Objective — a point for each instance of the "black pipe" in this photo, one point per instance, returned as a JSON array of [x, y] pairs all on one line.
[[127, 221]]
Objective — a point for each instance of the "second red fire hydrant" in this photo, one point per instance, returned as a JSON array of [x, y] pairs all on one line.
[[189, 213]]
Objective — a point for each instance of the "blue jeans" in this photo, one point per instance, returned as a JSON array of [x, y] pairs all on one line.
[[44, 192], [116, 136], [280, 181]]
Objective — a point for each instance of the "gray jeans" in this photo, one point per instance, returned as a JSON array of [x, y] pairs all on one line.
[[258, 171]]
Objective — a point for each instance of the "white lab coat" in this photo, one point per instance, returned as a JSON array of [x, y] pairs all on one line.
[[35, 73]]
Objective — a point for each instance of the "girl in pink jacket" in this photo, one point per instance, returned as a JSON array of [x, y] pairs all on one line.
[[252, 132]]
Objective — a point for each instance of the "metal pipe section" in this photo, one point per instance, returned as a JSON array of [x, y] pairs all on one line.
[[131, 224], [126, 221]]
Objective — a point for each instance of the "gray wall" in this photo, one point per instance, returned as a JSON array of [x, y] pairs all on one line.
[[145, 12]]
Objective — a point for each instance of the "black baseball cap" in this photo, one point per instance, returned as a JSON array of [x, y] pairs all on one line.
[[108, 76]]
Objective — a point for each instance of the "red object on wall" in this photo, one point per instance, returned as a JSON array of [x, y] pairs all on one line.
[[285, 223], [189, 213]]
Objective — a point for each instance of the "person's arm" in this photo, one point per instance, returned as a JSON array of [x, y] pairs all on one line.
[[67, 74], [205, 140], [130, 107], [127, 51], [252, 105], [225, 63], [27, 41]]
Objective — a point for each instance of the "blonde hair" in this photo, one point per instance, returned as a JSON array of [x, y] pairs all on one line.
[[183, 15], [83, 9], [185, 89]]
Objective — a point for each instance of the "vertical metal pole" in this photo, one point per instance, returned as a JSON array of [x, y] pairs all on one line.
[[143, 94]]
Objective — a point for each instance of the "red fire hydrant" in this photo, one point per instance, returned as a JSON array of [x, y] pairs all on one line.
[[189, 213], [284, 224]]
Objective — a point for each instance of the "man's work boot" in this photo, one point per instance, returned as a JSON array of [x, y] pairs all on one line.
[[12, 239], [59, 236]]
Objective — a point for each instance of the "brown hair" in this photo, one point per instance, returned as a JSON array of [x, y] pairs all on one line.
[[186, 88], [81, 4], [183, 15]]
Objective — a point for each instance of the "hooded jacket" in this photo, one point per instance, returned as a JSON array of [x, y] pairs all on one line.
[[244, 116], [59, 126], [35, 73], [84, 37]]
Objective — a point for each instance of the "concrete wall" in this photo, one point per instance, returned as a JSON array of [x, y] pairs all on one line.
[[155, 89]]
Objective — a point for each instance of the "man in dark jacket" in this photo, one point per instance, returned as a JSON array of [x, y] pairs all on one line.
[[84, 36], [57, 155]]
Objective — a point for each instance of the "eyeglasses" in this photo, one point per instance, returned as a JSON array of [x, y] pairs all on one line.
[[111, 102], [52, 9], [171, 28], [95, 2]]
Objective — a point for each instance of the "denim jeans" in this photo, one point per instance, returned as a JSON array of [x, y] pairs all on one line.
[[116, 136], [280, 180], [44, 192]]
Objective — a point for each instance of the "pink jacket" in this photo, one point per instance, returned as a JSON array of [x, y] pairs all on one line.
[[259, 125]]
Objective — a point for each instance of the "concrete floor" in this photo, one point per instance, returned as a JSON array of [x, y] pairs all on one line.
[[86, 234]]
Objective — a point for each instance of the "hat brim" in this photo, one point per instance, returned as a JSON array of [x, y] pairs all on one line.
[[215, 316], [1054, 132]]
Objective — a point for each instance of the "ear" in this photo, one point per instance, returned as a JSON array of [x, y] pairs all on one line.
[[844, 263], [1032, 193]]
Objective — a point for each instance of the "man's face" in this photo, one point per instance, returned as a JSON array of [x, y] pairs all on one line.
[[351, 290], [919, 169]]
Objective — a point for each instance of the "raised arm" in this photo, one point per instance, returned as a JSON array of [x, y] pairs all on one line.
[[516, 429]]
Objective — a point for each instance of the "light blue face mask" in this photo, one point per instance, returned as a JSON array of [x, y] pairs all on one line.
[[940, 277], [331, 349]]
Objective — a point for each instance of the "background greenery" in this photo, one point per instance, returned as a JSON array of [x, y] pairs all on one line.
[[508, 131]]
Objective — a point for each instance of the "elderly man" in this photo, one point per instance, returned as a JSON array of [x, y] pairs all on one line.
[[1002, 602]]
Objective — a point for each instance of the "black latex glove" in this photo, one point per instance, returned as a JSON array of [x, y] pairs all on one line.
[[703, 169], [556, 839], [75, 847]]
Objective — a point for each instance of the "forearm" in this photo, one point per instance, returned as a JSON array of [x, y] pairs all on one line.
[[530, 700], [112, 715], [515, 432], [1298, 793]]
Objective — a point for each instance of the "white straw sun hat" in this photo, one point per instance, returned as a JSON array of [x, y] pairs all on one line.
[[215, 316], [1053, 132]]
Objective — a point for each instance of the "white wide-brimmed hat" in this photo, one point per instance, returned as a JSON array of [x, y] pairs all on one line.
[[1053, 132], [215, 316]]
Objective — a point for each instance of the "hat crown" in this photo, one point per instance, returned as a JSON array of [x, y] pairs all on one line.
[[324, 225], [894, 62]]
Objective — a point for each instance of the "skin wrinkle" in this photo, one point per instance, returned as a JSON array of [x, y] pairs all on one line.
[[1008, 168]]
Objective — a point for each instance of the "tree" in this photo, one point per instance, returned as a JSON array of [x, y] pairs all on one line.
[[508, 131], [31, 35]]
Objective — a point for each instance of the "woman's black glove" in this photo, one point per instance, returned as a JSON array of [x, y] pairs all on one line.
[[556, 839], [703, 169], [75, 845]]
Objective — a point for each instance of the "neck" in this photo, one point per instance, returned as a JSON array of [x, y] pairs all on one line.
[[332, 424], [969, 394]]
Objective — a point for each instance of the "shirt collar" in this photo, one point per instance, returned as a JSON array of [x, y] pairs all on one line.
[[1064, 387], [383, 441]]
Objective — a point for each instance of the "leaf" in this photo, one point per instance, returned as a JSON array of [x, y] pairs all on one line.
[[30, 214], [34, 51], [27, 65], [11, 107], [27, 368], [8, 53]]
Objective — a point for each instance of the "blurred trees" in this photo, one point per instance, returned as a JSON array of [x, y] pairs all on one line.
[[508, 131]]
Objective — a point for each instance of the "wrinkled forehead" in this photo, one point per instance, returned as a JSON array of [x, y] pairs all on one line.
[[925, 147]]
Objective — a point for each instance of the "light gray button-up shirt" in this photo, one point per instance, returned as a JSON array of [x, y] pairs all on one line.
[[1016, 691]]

============

What you are asked to do: Rescale the records starting from the first line and going on through the line containing "[[108, 76]]", giving all those lines again with their requests, and multiply every x and y coordinate in the answers by 1.3, rounding to whole numbers with halves rounded up; leave the requests and their format descriptions unchanged.

Answer to the exercise:
Objective — a point for each instance of the "black pipe" in this photo, one point per instance, returned as a JSON array of [x, y] pairs all on one line.
[[165, 287]]
Objective — a point for each instance of the "second red fire hydrant" in this photo, one point per instance, returned as a JSON array of [x, y] pairs all on one line.
[[246, 277]]
Objective — a point for each instance of the "blue jeans" in this photo, one point per instance, returned as a JSON array of [x, y] pairs all on one line.
[[57, 250], [151, 177], [364, 235]]
Objective — a point for each instance of the "gray jeans" in this photo, one point per instance, returned as a JSON array of [x, y] pairs all on one line.
[[335, 222]]
Objective — a point for each instance of the "white lab coat" in this photo, one point per instance, returned as a JSON array of [x, y] pairs all on one line.
[[46, 95]]
Objective — a point for each instance of the "girl in pink jacket" in this photo, one point per instance, returned as a JSON array of [x, y] pairs all on one line.
[[328, 172]]
Objective — a point for each instance of the "metal pipe section" in this photo, one point per instance, returned as a JSON array of [x, y] pairs all on one line.
[[170, 291], [164, 287]]
Objective — a point for each instance of the "gray wall" in this photo, one point per instance, returned as a JSON array of [x, y] pairs all on one line.
[[189, 16]]
Objective — a point for each instance of the "black baseball cap" in this photo, one point per instance, returned as a JSON array of [x, y] pairs all on one line.
[[140, 99]]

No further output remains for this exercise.